Your instructions
Character for character, write out the data below.

Start of Block

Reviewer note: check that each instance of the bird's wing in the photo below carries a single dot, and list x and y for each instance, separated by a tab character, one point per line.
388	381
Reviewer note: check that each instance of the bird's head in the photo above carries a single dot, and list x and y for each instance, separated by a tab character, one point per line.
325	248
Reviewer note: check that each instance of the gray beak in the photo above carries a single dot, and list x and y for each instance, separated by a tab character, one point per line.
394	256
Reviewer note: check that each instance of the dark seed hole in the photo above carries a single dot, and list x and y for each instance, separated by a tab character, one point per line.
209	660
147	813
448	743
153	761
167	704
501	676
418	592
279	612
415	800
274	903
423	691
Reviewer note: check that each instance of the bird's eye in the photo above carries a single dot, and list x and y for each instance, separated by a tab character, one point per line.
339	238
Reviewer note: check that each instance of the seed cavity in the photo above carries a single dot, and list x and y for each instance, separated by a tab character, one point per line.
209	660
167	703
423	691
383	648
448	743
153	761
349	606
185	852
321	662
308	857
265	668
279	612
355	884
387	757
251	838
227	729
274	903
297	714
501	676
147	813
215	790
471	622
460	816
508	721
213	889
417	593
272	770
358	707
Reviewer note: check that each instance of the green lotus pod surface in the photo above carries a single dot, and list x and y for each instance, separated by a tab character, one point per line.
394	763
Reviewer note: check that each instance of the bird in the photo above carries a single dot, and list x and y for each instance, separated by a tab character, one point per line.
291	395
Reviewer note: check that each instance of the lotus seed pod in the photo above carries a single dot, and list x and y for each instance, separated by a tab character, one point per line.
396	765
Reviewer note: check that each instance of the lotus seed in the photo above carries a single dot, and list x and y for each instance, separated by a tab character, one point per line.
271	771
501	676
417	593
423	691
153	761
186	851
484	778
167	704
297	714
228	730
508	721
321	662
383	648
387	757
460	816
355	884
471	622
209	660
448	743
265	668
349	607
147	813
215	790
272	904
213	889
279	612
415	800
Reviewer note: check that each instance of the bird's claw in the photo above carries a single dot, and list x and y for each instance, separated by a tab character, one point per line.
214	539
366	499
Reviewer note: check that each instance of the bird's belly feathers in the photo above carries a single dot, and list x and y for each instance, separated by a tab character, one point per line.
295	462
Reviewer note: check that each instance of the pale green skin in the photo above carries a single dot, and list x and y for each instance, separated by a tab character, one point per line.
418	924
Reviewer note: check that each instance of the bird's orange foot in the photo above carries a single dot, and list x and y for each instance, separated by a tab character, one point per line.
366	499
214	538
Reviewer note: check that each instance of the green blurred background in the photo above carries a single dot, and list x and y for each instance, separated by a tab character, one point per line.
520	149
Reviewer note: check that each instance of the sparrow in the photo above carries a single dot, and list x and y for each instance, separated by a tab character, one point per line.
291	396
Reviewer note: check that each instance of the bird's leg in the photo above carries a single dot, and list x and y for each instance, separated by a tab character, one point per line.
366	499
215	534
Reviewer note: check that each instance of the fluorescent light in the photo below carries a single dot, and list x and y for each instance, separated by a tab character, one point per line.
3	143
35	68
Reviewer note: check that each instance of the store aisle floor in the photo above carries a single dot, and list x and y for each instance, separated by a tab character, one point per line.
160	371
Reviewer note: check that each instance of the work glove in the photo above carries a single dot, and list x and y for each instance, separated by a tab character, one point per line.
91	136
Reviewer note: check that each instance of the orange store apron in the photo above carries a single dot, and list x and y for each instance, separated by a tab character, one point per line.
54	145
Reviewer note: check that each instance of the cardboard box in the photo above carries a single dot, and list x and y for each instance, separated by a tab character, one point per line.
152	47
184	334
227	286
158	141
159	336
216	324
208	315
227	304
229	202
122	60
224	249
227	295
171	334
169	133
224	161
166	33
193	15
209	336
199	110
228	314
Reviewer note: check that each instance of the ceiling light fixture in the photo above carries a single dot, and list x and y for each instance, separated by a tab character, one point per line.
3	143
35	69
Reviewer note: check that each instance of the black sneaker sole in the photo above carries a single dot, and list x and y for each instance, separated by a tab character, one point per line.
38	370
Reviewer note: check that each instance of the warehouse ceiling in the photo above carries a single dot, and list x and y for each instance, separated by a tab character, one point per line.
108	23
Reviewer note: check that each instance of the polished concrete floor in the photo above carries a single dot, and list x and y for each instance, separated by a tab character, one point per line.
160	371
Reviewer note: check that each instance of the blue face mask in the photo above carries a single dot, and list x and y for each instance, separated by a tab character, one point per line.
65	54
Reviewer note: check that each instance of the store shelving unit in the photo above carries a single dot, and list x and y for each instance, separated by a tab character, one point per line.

End of Block

Written solution
Reviewer note: check that each instance of the bird's wing in the photo below carries a single dot, and list x and y for each instance, separated by a tab character, one point per line.
388	381
Reviewer note: check that each instance of the bird's head in the photo above carries a single dot, and list x and y for each instance, separated by a tab character, one point per line.
325	248
Reviewer note: check that each instance of the gray beak in the photo above carries a single dot, and list x and y for each instance, separated by a tab character, one point per line.
394	256
Reviewer note: check that each instance of the dark seed hole in the photo above carries a single dot, and list x and y for each instance, separated by a tab character, one point per line.
209	660
147	813
448	743
153	761
167	704
501	676
418	592
279	612
415	800
274	903
423	691
Reviewer note: check that each instance of the bird's eye in the photo above carries a single dot, and list x and y for each instance, separated by a tab character, one point per line.
339	238
Reviewer note: check that each instance of the seed cavity in the photo above carries a single dot, and list x and y for each instance, separated by a tab character, one point per line.
209	660
167	703
423	691
383	648
448	743
153	761
349	606
185	852
321	662
308	857
265	668
279	612
355	884
387	757
251	838
227	729
274	903
297	714
501	676
147	813
215	790
471	622
460	816
508	721
213	889
417	593
272	770
358	707
Reviewer note: check that each instance of the green lotus pod surface in the photo above carries a single dot, and list x and y for each instance, separated by a tab character, one point per line.
394	763
Reviewer note: check that each instance of the bird in the photo above carries a single dot, and list x and y for each instance, separated by a tab character, one point per line.
291	395
Reviewer note: check that each instance of the lotus seed pod in the photo above carries a single dot, and list x and y for each instance, separated by a tab character, one point per line.
396	765
Reviewer note: check that each instance of the lotus seed in the photo above carries a single dot, and list x and y for each instance, separated by a tab character, one point per line.
271	771
501	676
417	593
423	691
153	761
186	851
484	778
167	704
297	714
228	730
508	721
321	662
383	648
387	757
460	816
355	884
471	622
209	660
448	743
265	668
349	607
147	813
215	790
272	904
213	889
279	612
415	800
Reviewer note: check that each instance of the bird's claw in the photo above carries a single dot, and list x and y for each instance, separated by a tab character, one point per line.
214	539
366	499
Reviewer note: check that each instance of the bird's belly feathers in the photo above carries a single dot, and list x and y for each instance, separated by a tab character, one point per line.
295	462
Reviewer note: check that each instance of the pale green skin in the photo above carries a single dot, and list x and y for each instance, separated by a tab character, one point per line.
418	924
Reviewer note: check that each instance of the bird's orange foot in the photo above carries a single dot, and list x and y for each instance, separated by a tab character, one point per line.
366	499
214	538
Reviewer note: check that each instance of the green blurred background in the photo above carries a single dot, and list x and y for each instance, separated by a tab character, one point per line.
520	149
Reviewer note: check that each instance of the sparrow in the photo above carries a single dot, and list x and y for each instance, separated by a tab character, one point per line.
291	396
Reviewer note: check that each instance of the bird's leg in the photo above carries a single dot, and list x and y for each instance, separated by a tab character, one point per line.
366	499
215	534
Reviewer note: check that each instance of the fluorescent light in the photo below carries a single dot, and list x and y for each instance, separated by a tab character, one point per line.
3	143
35	68
Reviewer note: check that each instance of the store aisle floor in the photo above carries a single dot, and list x and y for each instance, separated by a tab character, one point per line.
160	371
Reviewer note: check that each instance of the work glove in the photo above carries a single dot, and list x and y for each instance, separated by a tab character, one point per line.
91	136
Reviewer note: check that each instance of the orange store apron in the photo above carries a single dot, and list x and y for each instance, separated by a tab character, one point per line.
54	145
Reviewer note: check that each instance of the cardboard box in the photo above carries a single dot, and list x and y for each instance, separated by a tab character, one point per line.
152	47
184	334
227	286
158	141
159	336
216	324
208	315
227	304
229	202
122	60
224	249
227	295
171	334
169	133
224	161
166	33
193	15
209	336
199	110
228	314
Reviewer note: check that each instance of the ceiling light fixture in the photo above carries a single dot, and list x and y for each instance, separated by a tab character, one point per line.
3	143
35	69
Reviewer note: check that each instance of the black sneaker sole in the photo above carries a single dot, and list x and y for each instance, separated by a tab character, one point per line.
38	370
Reviewer note: check that each instance of the warehouse ceiling in the photo above carries a single dot, and list x and y for each instance, separated by a tab character, one point per line.
108	23
Reviewer note: check that each instance of the polished concrete floor in the photo above carries a single dot, and list x and y for each instance, separated by a tab character, one point per line.
160	371
Reviewer note: check that each instance of the blue face mask in the photo above carries a single dot, and list x and y for each instance, separated by a tab character, one point per line.
65	54
Reviewer note: check that each instance of the store shelving unit in the photo above carries a single dot, and list x and y for each instance, separated by a tab character, one point per line.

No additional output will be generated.